◆ Tasks to complete
a. Answer these questions about the Eureka2 documentation:
(i) Which operating system does the Eureka2 cluster run?
(ii) Which scheduler handles its queue?
(iii) How many high memory nodes does it have, and how much RAM does each carry?
b. Can you update the part of the Eureka2 documentation that opens with the words containing "6. Eureka2 documentation" and closes with "at the University.", putting "high-performance computing" wherever "HPC" appears?

6. Eureka2 documentation

A collection of Topics about working with the Eureka2 HPC Cluster.

The Eureka HPC service consists of our main, shared, HPC clusters. This means that they are open for use to anyone at the University, whereas other clusters at Surrey are owned by and reserved for the private use of certain research groups at the University.

If you would like to request access to the eureka clusters please see Requesting access to HPC

If you are looking to purchase some HPC compute resources for your research we would always encourage you to invest in Eureka, see Purchasing HPC servers for more information.

6.1. Eureka2 cluster overview

Eureka2 is our most modern shared HPC cluster. Its open to use for anyone at the University of Surrey.

Eureka2 is currently a homogenous cluster however this is likely not going to remain the case as we add new nodes and partitions in the future.

6.1.1. Cluster specification

Eureka2 cluster specification

OS

Rocky Linux 8

Fabric

Mellanox Infiniband EDR 100Gb/s

Parallel storage

BeeGFS 70TB

Standard Storage

NFS 30GB (Personal Quota)

Scheduler/Queue

Slurm

Open OnDemand

https://eureka2-ondemand.surrey.ac.uk

Login Node

eureka2.surrey.ac.uk

32 x CPU node

2x AMD EPYC 7452 @ 3.3 GHz

512GB RAM

4 x High memory node

2x AMD EPYC 7452 @ 3.3 GHz

2TB RAM

2 x GPU node

2x AMD EPYC 7513 @ 3.7 GHz

512GB RAM

3x A100 80GB

Total CPU Cores

2400+

Total Memory

25TB

6.1.2. Software

The Eureka clusters host a wide variety of software and development tools relevant to Science, Engineering and Statistical computing workloads. Compilers such GCC and Intel, scripting languages such as Julia, R and Python as well as a wide range of standard software such as matlab, mathematica, lammps, castep and gromacs plus many more…

If there is an application you need installed on the cluster please submit a request. See Request new software

If you have your own builds of software, you are free to build and use your own version in your hpc storage areas.

6.1.3. BeeGFS Parallel scratch storage

The BeeGFS filesystem has been tuned to ensure we are getting the best performance possible from the system.

The optimum configuration for performance yielded the following results in benchmark tests:

Peak write

Peak read

Agg write @128 threads

Agg read @128 threads

Single thread read

Single thread write

47 GB/s

48 GB/s

46.3 GB/s

48 GB/s

3.6 GB/s

3.6 GB/s

These results are based on sequential read/writes and an “N to N” files to thread ratio (a file per thread).

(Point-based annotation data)
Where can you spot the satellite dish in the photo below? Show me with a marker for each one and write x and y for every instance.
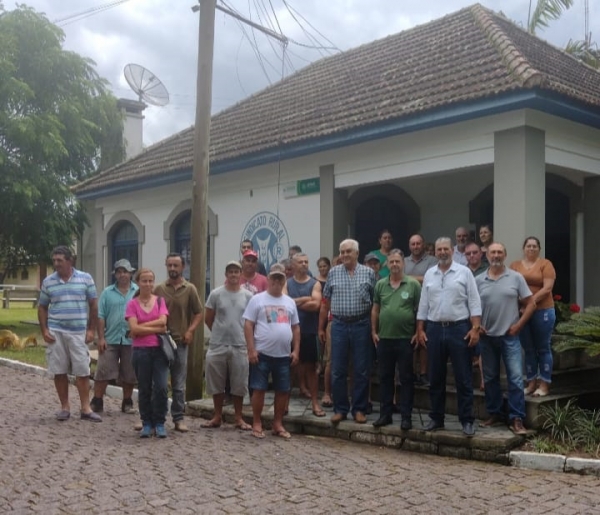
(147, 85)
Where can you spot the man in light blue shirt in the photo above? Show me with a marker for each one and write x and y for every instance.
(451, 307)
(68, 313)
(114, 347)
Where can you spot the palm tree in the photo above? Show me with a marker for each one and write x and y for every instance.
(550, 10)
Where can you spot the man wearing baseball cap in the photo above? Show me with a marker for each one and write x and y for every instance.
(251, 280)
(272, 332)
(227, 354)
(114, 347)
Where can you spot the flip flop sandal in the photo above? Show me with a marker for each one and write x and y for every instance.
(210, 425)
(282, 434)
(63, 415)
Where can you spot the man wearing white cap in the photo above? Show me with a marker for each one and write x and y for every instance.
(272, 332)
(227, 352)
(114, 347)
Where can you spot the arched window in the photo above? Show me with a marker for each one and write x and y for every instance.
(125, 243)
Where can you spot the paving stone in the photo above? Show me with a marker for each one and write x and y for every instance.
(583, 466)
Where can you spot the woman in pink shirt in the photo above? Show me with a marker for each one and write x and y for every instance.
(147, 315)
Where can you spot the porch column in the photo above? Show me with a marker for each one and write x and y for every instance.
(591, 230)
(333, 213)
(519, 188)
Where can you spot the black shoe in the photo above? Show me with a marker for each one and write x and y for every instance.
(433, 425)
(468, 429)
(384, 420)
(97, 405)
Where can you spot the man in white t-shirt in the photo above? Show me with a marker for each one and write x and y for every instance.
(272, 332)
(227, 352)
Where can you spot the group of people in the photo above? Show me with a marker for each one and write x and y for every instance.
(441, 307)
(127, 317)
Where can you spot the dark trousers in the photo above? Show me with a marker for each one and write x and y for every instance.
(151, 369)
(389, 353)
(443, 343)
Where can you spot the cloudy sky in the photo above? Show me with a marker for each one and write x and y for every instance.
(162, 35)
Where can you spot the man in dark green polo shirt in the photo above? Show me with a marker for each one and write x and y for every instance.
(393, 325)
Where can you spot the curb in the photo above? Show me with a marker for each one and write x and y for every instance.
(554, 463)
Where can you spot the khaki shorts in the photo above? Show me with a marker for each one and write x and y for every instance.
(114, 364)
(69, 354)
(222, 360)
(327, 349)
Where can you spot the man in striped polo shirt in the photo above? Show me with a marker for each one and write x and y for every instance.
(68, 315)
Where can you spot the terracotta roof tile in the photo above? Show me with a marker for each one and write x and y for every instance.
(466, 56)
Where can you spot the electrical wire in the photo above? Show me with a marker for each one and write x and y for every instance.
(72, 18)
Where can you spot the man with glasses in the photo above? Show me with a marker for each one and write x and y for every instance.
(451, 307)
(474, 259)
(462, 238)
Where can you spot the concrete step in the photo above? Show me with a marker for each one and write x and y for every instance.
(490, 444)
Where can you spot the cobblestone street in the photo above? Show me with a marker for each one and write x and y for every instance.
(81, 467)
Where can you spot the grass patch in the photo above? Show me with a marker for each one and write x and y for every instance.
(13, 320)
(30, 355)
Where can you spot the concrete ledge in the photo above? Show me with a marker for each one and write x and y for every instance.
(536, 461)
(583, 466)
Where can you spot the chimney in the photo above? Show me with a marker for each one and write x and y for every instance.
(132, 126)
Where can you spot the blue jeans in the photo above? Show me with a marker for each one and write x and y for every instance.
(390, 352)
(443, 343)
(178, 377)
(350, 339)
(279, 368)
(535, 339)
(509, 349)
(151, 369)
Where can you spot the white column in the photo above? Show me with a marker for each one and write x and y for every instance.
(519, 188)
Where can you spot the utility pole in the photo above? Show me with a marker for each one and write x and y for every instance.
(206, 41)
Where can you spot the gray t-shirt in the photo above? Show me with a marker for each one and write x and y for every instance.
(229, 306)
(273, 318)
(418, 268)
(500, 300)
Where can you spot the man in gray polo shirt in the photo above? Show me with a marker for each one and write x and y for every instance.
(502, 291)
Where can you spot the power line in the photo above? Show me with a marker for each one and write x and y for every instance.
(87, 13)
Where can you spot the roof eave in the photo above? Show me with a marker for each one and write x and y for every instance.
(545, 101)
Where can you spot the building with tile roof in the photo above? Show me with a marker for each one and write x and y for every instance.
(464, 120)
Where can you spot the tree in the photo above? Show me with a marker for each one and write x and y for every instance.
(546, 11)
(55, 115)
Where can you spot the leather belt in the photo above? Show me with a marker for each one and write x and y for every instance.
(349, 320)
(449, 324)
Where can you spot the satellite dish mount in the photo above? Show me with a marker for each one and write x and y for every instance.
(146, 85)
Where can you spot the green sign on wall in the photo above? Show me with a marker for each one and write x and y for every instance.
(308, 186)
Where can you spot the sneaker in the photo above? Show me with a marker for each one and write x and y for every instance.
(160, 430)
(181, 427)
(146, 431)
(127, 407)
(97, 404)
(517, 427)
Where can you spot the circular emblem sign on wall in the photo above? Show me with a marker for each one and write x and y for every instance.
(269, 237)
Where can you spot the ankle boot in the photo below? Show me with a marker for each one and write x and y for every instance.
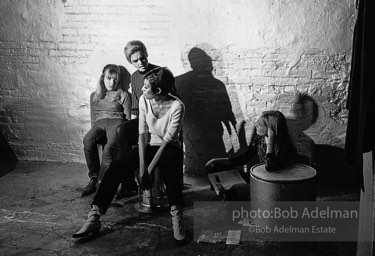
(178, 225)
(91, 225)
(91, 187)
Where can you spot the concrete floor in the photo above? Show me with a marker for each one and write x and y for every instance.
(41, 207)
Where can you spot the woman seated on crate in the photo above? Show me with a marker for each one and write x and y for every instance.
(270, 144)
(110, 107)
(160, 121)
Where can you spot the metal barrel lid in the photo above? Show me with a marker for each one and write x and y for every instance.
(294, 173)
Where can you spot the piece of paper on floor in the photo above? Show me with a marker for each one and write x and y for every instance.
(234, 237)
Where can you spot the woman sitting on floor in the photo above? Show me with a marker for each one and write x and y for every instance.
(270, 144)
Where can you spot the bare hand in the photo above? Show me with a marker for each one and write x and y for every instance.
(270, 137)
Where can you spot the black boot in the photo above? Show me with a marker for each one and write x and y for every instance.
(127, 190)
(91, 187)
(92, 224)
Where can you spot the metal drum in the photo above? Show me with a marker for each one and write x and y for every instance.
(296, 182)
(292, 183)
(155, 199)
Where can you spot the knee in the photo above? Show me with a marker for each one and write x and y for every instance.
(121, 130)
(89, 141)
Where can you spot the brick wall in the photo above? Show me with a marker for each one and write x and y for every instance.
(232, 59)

◆ Answers for this exercise
a.
(i) Rocky Linux 8
(ii) Slurm
(iii) 4 high memory nodes, each with 2TB RAM

b.
6. Eureka2 documentation

A collection of Topics about working with the Eureka2 high-performance computing Cluster.

The Eureka high-performance computing service consists of our main, shared, high-performance computing clusters. This means that they are open for use to anyone at the University, whereas other clusters at Surrey are owned by and reserved for the private use of certain research groups at the University.